#### PROBLEM STATEMENT
Extract every line of the rows below that contains the word "tree". Reproduce each such line in full, in the order it appears.

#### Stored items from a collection

+ + + + +

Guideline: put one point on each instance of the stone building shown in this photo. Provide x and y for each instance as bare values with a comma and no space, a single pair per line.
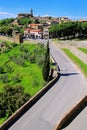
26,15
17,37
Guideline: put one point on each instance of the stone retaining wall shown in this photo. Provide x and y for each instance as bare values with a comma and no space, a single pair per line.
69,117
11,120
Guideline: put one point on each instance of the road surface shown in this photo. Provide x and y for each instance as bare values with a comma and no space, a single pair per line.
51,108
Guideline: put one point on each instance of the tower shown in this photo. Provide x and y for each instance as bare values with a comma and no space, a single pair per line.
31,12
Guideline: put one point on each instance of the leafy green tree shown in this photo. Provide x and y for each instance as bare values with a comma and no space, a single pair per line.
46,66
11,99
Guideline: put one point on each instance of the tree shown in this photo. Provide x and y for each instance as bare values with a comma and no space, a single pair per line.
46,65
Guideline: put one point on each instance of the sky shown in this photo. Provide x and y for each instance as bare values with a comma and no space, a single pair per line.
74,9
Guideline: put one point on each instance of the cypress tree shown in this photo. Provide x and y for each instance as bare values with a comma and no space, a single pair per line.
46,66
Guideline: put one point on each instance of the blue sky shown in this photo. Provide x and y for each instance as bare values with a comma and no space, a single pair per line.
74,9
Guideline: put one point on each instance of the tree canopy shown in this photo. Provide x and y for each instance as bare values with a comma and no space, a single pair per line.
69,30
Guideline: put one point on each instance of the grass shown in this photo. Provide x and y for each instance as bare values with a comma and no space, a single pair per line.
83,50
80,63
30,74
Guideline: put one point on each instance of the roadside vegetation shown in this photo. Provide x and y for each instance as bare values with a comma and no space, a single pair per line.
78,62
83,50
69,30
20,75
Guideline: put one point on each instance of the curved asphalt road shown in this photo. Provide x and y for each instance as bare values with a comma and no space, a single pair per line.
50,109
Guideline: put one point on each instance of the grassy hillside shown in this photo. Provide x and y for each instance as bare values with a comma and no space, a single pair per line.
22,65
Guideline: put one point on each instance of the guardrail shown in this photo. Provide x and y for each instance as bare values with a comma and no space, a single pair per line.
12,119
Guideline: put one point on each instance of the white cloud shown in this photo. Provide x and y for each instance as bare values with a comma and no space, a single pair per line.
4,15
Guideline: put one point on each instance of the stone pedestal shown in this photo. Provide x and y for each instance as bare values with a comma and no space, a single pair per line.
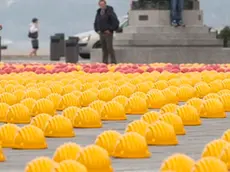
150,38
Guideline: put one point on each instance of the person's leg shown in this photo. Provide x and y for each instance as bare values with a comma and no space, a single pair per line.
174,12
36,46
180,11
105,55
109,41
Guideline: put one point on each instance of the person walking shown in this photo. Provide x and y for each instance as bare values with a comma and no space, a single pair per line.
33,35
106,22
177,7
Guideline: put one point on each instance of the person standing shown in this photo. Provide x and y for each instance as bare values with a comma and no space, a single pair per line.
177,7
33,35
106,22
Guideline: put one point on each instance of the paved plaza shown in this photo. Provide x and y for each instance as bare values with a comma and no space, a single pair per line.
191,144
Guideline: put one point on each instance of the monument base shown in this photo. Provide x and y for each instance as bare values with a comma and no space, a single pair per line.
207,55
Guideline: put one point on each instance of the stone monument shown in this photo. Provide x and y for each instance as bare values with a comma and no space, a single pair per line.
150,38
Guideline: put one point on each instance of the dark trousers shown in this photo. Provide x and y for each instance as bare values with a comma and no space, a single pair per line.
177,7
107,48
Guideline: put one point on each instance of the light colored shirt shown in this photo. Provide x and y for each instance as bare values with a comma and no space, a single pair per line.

+ + + + +

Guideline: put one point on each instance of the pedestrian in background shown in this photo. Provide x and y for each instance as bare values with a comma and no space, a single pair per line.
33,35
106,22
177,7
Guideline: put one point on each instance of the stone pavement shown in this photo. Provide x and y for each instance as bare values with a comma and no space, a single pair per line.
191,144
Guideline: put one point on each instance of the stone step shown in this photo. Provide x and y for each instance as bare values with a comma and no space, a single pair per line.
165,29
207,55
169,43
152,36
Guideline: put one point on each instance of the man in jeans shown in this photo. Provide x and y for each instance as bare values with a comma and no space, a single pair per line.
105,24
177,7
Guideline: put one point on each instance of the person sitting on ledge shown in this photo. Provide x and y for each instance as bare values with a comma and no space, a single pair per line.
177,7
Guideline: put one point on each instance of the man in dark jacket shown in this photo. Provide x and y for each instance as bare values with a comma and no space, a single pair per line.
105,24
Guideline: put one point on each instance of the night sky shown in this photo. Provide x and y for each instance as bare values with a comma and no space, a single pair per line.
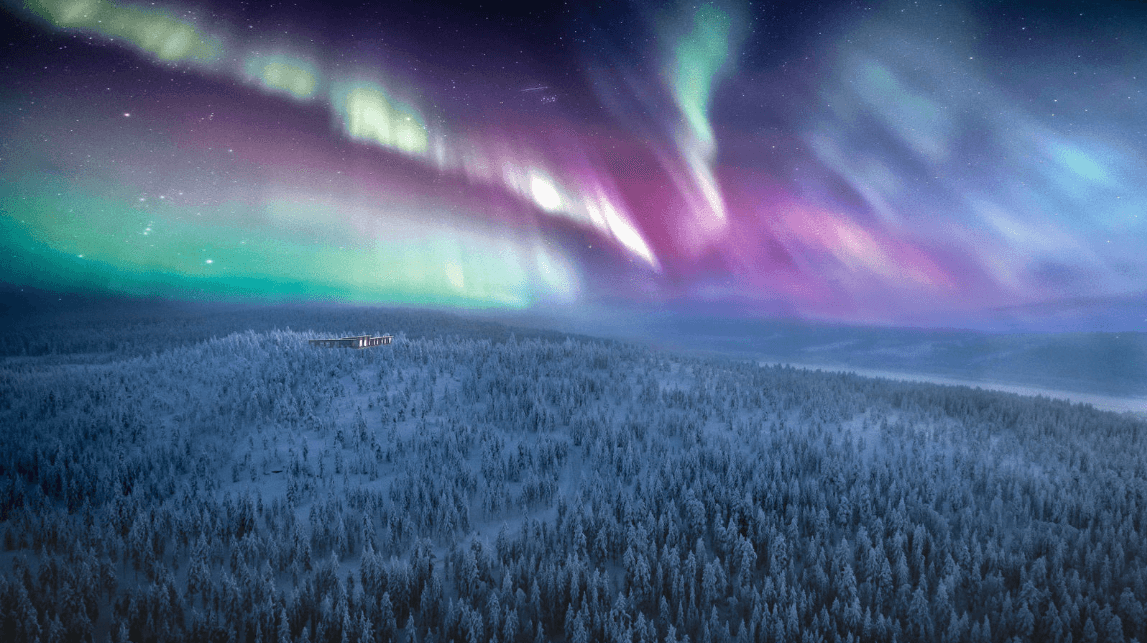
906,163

+ + + + +

#### TASK SOLUTION
Guideline: put one point on each instance of the leafy green tree shown in this photo. Provide x and y for each instance as bare values with a comma and no space, a single pair per line.
Guideline: put one point on each instance of the tree shown in this photo. Provide x and y for each instance as bare values with a comma and no space, a single pair per line.
Guideline: put one point on each instance of the cypress tree shown in this photo. Provide x and y for each instance as bare values with a comma and no space, a single pair per line.
Guideline: put one point on each instance of the tree canopy shown in this photo. Provide x and y for each instance as bare values with a comma and no space, a single pair per line.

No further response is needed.